→ **USING THE INFORMATION**
1: Summarize the Feres Doctrine passage in two sentences.
2: List every group that the Feres Doctrine passage says has criticized the doctrine.
3: According to the Feres Doctrine passage, state whether each statement is true, answering yes or no and quoting the words that decide it.
(a) Fort Campbell's Judge Advocate General's office responded to Task & Purpose's requests for comment.
(b) Seals received a registered letter within about three days of sending her claim.
(c) Under the doctrine, a civilian dependent harmed by the same mistakes at an on-base hospital would be barred from suing.

→ **GIVEN TEXT**
[Start of Attachment]

Before Jeremy passed away on Oct. 31, 2018, Seals filed a claim with the Judge Advocate General at Fort Campbell, alleging malpractice in her husband’s medical care.
“I couldn’t find an attorney at the time that would take the case because my husband was still alive, but I had been told that I only had two years to be able to file it,” Seals said. “I wrote it all out, I set it all up, I shipped it over to them and immediately, within about three days, I got a registered letter back saying basically, ‘Sorry, you’re on your own.'”
Because Jeremy was still in the military, and since the alleged malpractice occurred while he was on active duty, he and his family members were barred from filing a lawsuit due to the Feres Doctrine, according to a copy of the letter the Judge Advocate General at Fort Campbell sent to Seals on Sept. 28, 2018, which she provided to Task & Purpose.
Fort Campbell’s Judge Advocate General’s office did not respond to requests for comment from Task & Purpose.
In the years since Feres was established, it has been broadly applied to training incidents, sexual assault, and medical malpractice, and its use in instances that take place far from combat zones — such as a stateside hospital where both civilians and service members are treated — raise questions about what are considered acceptable risks of military service in the eyes of the law.
The Feres Doctrine has faced criticism from legal experts, veterans advocates, lawyers, and even federal judges over what many see as a double standard: One set of rules for civilians, and one for service members in cases where victims seek monetary damages.
For example, if a service member and a military dependent go to the same on-base hospital, receive the same treatment from the same military doctor, and the same mistakes are made in each case, the law treats them differently: The service member would be barred from suing the military, while the civilian dependent would be allowed to.
“There’s an inequity for military service members and their families, and this is another perfect example of how this outdated doctrine is constantly used to bar claimants and their family’s claims,” Daniel Maharaj, an attorney with Whistleblower Law Firm told Task & Purpose.
Because it is a Supreme Court precedent, the Feres Doctrine can only be changed two ways: Either the Supreme Court could overrule the initial decision — and there’s currently a petition to hear a Feres case in the nation’s highest court; or the rule could be changed with a legislative fix in Congress.

[End of Attachment]

(Image-grounded pointing data)
[Start of Attachment]

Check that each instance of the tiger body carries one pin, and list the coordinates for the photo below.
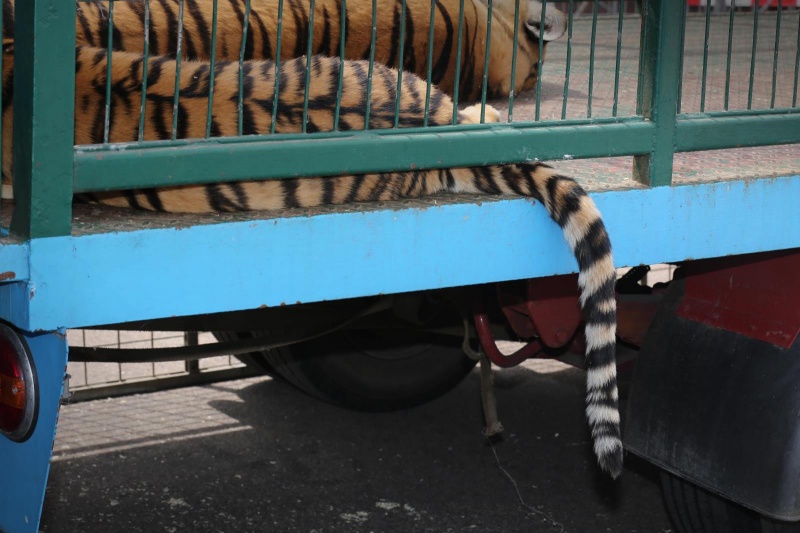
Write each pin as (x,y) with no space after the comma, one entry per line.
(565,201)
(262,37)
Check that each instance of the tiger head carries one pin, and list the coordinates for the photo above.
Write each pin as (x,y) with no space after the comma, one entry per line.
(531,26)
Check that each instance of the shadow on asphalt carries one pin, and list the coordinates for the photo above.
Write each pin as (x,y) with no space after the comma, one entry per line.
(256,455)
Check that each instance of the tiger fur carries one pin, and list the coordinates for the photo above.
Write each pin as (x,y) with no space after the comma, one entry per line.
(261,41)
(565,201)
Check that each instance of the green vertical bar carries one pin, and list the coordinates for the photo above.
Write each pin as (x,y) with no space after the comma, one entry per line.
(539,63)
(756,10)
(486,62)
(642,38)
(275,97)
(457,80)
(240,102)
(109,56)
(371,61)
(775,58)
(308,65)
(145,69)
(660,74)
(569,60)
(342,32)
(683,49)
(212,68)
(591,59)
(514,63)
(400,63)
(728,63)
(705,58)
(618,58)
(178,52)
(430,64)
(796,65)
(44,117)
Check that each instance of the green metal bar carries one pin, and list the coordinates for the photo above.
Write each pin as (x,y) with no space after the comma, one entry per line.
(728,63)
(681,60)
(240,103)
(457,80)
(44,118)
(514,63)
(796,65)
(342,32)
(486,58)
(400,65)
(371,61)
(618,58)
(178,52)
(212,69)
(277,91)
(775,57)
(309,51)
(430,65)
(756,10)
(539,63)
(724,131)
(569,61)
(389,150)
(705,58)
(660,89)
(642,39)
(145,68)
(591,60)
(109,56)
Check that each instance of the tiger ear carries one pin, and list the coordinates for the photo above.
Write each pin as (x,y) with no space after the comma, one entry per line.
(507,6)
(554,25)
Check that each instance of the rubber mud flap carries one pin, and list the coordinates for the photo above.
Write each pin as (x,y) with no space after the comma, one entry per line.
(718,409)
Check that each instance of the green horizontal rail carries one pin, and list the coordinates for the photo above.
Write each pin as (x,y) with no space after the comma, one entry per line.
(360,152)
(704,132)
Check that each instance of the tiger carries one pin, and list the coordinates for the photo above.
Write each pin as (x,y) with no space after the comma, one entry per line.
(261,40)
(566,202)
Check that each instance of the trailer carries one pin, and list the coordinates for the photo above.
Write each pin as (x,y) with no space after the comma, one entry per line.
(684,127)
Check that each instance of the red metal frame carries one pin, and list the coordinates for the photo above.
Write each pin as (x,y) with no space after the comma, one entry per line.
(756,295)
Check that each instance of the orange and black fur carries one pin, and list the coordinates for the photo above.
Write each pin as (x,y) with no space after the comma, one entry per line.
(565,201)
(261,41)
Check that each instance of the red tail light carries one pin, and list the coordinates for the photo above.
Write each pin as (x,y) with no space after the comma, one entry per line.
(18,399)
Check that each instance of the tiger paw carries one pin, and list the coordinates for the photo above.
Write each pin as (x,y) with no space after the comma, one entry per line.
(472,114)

[End of Attachment]
[Start of Attachment]

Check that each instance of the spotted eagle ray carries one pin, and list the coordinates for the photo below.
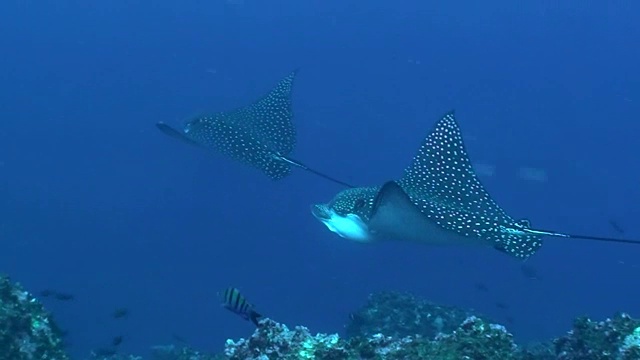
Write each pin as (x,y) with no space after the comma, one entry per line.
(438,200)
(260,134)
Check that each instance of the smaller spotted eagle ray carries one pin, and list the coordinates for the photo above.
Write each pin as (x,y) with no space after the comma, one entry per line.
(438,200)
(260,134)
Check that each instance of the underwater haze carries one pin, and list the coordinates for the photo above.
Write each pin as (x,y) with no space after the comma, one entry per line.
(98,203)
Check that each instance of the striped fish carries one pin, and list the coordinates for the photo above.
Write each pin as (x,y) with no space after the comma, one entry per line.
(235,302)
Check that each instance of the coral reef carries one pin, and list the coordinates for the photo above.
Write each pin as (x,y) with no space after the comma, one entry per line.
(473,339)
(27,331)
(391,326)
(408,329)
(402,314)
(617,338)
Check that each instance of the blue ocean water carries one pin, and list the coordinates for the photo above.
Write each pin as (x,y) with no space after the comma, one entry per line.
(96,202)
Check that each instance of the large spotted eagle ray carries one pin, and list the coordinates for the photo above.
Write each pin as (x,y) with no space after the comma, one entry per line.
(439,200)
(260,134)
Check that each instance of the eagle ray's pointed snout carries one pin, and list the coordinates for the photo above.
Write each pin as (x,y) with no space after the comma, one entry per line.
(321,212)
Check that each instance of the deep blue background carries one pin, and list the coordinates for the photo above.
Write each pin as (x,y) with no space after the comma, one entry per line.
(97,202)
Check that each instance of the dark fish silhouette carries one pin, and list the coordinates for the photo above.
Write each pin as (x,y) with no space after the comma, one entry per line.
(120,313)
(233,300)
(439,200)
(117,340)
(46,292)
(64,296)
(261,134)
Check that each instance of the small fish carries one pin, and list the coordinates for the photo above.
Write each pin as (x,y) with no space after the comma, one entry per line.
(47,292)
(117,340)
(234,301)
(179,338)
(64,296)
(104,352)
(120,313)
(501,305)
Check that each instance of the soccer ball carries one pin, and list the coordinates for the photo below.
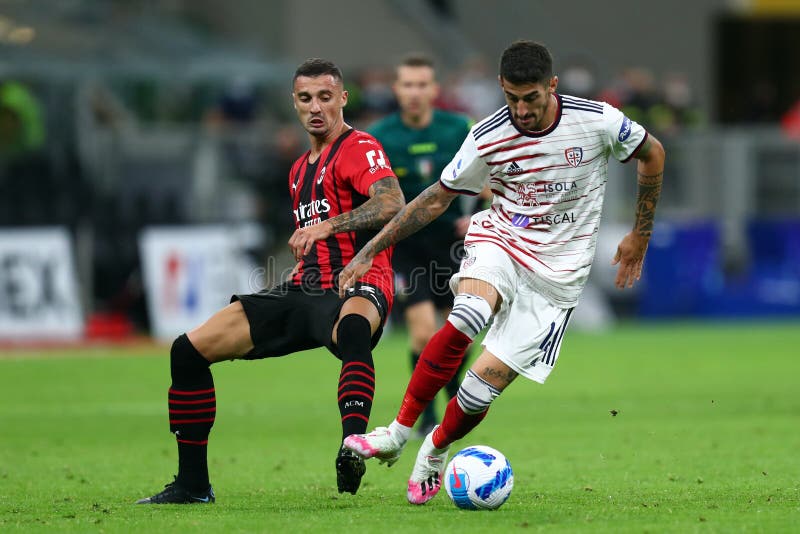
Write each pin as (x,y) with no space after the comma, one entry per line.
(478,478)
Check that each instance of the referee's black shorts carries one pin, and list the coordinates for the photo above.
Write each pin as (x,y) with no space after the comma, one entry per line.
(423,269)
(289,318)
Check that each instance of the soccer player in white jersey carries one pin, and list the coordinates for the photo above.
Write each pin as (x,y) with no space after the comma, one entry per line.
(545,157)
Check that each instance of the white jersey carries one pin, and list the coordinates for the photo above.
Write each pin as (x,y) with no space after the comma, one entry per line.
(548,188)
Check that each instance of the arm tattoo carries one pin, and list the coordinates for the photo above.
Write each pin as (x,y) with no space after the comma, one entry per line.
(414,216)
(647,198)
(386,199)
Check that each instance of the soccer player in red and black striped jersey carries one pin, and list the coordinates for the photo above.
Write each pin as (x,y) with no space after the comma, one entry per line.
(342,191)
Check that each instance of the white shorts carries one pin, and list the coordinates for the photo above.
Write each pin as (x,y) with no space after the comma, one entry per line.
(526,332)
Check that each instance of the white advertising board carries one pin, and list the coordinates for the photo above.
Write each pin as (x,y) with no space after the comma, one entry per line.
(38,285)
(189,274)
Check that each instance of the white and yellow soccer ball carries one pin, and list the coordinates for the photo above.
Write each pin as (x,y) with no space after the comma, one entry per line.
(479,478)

[End of Attachment]
[Start of Attachment]

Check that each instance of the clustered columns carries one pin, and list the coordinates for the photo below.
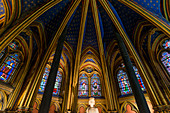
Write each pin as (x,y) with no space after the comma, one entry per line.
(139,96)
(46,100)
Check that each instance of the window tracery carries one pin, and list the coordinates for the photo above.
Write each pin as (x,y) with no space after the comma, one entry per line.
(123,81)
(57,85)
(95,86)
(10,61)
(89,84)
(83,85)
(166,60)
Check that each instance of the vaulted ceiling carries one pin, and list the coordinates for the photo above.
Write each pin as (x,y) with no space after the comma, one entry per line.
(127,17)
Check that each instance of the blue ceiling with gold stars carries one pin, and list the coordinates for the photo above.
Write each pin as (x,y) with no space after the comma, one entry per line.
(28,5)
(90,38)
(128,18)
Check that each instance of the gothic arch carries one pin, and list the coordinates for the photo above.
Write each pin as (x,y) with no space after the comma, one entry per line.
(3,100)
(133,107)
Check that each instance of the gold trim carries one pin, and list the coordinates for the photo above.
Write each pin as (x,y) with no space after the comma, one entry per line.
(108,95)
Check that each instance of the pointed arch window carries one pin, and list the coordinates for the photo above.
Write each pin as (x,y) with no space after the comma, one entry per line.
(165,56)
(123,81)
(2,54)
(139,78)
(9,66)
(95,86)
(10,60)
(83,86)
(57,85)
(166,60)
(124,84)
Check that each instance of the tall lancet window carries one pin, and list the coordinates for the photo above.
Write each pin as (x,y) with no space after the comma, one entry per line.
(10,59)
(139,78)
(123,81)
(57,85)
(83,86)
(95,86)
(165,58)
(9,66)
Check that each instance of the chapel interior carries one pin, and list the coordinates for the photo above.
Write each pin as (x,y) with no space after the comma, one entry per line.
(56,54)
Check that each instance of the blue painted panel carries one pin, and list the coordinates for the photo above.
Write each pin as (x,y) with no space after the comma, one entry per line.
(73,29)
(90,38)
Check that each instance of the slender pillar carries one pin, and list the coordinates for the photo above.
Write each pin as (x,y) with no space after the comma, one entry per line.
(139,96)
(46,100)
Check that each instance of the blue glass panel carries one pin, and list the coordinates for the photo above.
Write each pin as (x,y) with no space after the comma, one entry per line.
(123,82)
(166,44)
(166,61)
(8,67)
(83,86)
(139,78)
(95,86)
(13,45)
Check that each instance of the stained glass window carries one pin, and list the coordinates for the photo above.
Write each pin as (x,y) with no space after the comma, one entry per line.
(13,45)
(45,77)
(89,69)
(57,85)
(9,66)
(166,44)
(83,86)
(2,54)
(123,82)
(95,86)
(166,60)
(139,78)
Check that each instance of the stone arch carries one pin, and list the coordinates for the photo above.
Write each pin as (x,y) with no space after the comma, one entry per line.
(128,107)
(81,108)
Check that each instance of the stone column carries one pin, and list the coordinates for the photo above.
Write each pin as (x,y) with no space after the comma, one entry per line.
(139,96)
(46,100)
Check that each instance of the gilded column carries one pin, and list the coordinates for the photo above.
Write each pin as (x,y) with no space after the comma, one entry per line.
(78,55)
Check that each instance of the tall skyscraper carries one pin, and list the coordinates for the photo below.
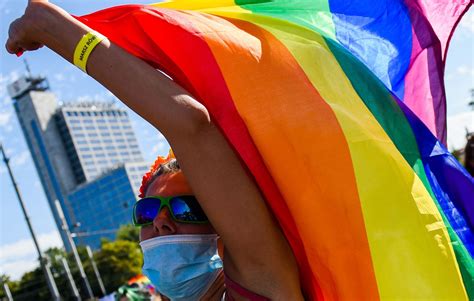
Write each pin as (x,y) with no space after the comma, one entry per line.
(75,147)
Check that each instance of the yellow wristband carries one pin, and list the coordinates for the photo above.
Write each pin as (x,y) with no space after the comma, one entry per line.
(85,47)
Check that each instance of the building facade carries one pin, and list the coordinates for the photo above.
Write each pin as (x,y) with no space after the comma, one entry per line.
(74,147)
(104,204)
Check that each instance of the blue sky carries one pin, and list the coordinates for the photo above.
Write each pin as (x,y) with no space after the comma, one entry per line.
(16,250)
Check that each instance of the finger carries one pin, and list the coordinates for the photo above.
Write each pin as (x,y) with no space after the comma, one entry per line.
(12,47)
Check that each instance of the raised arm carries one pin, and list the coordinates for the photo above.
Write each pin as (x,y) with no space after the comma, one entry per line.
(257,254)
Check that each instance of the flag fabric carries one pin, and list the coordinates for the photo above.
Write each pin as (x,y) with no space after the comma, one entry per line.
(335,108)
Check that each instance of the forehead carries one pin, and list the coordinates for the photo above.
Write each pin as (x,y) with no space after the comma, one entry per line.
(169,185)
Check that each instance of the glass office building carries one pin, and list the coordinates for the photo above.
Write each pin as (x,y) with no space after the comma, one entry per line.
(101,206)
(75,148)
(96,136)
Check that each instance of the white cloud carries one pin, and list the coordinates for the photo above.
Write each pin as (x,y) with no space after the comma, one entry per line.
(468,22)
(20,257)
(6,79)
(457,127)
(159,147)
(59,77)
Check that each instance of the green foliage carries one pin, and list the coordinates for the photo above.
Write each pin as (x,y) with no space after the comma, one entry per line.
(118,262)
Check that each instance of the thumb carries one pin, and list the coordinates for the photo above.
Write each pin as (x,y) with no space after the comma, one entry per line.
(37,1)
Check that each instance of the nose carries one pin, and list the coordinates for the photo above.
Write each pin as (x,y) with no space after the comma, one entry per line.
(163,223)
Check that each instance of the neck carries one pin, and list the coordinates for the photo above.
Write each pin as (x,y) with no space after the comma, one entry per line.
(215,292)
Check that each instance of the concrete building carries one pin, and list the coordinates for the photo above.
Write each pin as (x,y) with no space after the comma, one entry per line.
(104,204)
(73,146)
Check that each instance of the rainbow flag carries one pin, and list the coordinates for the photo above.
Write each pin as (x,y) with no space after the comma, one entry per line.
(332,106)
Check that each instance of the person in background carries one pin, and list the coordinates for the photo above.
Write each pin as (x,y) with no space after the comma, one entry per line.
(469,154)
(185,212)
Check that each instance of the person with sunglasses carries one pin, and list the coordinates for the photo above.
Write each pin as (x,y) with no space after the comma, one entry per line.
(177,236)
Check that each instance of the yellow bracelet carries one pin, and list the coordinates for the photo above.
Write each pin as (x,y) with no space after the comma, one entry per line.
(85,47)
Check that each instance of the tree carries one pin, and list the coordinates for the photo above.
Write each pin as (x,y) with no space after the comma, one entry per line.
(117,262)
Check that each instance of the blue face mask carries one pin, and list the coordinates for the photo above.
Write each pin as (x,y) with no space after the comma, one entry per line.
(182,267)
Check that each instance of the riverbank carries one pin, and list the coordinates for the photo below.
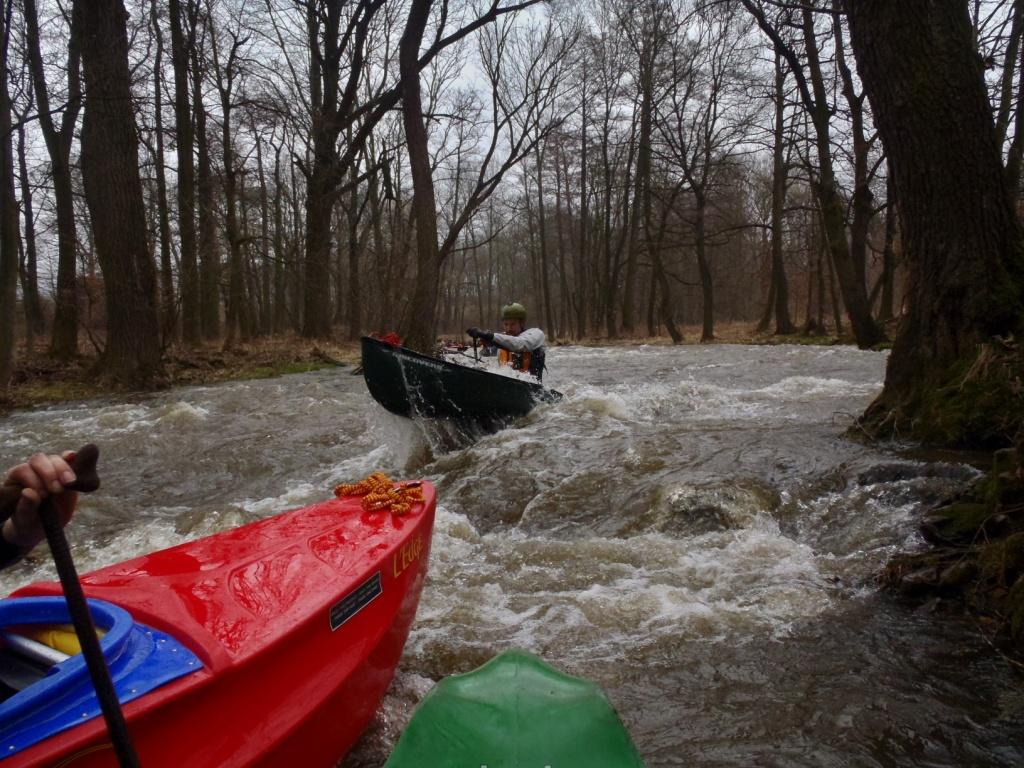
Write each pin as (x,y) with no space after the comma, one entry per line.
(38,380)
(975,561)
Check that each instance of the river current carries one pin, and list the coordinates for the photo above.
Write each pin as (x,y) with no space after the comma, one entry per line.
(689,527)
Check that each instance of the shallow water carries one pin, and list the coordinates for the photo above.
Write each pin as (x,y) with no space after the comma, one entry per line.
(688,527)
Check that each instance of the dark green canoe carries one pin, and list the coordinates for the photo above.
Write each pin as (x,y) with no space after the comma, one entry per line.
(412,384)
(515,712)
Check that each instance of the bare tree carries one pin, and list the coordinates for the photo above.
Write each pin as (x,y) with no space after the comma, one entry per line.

[End of Attachment]

→ **ANSWERS FOR EACH ITEM**
1: Before her husband Jeremy died, Seals filed a malpractice claim with the Judge Advocate General at Fort Campbell, but was told that the Feres Doctrine barred the family from suing because the alleged malpractice occurred while he was on active duty. Critics see the doctrine as a double standard between service members and civilians, and as a Supreme Court precedent it can be changed only by the Supreme Court overruling it or by Congress.

2:
- Legal experts
- Veterans advocates
- Lawyers
- Federal judges

3:
(a) No: "did not respond to requests for comment from Task & Purpose."
(b) Yes: "immediately, within about three days, I got a registered letter back"
(c) No: "while the civilian dependent would be allowed to."